TASK TO CARRY OUT
Gather every line in the entries below that contains the word "blue", matching case exactly.

SUPPLIED ENTRIES
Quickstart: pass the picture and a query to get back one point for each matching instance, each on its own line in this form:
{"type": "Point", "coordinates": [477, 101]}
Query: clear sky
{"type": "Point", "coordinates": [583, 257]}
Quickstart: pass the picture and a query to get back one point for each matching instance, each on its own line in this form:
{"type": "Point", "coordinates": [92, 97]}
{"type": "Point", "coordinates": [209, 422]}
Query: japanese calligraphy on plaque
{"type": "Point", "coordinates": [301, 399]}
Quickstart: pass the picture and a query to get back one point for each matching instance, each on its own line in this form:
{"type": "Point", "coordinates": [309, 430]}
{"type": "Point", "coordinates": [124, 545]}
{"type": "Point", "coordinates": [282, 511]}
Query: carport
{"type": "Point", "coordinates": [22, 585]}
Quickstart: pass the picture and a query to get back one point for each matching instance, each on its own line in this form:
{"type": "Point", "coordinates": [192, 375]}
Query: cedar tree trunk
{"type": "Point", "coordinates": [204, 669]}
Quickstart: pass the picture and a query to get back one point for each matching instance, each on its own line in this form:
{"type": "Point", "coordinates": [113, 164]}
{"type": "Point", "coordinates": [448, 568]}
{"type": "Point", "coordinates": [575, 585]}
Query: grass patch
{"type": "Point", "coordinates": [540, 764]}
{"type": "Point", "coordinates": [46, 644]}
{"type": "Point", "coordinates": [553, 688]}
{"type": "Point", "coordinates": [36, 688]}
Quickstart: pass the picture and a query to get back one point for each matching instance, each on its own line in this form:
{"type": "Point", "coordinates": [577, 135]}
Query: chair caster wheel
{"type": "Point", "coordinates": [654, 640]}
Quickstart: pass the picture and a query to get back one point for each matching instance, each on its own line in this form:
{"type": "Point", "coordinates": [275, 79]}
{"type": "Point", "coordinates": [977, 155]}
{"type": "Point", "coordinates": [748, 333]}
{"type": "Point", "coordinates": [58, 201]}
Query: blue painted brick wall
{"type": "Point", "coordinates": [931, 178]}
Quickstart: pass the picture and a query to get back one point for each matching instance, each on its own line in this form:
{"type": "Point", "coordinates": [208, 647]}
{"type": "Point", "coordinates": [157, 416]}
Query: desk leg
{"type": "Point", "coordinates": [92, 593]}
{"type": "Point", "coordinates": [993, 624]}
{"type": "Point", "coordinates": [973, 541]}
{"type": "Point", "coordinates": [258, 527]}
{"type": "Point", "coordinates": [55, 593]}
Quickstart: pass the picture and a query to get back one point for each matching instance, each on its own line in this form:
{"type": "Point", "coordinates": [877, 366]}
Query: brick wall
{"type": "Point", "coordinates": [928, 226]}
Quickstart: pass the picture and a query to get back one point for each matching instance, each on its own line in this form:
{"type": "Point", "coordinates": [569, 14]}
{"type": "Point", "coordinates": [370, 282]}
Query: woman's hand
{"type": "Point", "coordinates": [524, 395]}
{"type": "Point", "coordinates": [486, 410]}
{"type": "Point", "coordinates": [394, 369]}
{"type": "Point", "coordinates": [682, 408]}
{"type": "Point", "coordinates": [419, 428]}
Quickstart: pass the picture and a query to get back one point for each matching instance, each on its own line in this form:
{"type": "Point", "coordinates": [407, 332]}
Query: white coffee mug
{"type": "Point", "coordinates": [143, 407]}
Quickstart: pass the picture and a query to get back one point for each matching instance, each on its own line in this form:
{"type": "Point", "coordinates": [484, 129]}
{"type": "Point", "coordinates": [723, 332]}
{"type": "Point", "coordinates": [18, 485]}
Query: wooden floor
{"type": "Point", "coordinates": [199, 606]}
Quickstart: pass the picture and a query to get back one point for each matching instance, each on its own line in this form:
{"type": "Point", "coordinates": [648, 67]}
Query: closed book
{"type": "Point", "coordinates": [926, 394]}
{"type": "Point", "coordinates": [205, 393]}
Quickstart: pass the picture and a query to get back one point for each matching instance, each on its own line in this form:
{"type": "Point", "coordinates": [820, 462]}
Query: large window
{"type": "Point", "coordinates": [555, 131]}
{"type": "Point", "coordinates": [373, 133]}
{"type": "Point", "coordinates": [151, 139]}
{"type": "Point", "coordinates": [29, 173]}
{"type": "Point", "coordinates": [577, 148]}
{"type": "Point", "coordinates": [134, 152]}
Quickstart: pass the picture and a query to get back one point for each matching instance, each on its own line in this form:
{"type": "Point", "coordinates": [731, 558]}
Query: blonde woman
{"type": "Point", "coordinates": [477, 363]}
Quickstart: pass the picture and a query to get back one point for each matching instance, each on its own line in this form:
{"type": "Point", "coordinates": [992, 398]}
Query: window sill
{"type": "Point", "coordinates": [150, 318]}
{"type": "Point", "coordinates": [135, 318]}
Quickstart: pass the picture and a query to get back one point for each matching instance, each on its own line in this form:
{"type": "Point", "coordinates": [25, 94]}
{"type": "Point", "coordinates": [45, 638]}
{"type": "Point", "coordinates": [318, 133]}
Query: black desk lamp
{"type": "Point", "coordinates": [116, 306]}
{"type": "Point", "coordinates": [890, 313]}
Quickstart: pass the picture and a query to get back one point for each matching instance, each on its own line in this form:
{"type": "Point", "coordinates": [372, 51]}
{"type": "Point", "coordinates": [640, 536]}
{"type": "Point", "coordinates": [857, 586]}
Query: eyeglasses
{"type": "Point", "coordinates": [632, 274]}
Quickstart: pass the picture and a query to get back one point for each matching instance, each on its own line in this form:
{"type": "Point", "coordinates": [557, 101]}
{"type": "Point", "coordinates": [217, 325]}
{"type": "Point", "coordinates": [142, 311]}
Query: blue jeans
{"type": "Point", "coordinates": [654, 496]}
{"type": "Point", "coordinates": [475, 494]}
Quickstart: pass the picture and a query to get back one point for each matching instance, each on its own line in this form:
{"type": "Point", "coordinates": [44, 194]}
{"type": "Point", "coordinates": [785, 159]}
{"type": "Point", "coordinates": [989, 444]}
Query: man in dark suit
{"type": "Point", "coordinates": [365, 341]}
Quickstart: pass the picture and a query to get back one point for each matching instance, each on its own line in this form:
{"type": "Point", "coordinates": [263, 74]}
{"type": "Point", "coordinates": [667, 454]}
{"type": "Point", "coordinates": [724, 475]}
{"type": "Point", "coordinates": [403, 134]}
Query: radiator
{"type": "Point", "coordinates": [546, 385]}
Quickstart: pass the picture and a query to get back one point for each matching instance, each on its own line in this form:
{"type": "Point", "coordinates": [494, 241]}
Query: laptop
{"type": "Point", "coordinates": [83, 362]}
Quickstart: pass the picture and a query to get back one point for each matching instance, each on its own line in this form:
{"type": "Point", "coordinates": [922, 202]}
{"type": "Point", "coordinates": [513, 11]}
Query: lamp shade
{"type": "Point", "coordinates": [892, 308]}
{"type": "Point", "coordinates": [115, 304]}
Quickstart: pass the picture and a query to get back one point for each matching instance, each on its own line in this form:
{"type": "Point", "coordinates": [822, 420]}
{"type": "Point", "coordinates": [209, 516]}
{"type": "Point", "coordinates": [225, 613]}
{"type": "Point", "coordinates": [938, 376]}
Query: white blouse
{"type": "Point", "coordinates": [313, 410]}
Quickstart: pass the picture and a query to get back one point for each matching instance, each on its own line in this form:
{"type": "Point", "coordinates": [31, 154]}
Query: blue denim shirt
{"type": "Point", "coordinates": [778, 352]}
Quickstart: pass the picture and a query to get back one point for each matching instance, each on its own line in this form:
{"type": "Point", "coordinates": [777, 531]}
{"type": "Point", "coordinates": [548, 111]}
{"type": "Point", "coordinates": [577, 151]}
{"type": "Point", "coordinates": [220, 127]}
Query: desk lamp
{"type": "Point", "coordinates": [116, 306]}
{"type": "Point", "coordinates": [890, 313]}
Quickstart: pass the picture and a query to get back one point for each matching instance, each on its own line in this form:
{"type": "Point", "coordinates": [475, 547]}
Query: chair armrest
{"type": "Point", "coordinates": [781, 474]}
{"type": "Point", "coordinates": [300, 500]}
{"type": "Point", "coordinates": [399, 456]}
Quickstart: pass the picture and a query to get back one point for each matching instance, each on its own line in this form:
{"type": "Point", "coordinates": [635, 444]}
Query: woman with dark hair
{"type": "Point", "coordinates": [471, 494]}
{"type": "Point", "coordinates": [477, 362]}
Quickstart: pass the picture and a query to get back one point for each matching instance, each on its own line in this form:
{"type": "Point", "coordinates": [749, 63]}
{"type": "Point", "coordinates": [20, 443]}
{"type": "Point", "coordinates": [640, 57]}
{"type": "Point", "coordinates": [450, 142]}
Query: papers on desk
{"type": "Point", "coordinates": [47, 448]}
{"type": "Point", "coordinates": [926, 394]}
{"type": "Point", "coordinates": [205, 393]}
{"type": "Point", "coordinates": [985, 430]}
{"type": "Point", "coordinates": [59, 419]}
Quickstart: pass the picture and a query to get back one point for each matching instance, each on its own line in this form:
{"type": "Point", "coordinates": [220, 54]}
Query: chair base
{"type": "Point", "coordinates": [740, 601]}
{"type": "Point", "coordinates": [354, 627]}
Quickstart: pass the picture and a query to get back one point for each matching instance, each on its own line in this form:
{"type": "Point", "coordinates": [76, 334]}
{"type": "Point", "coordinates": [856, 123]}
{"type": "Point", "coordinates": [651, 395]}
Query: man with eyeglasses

SOLUTION FOR THIS TASK
Query: blue painted brick wall
Query: blue jeans
Query: blue denim shirt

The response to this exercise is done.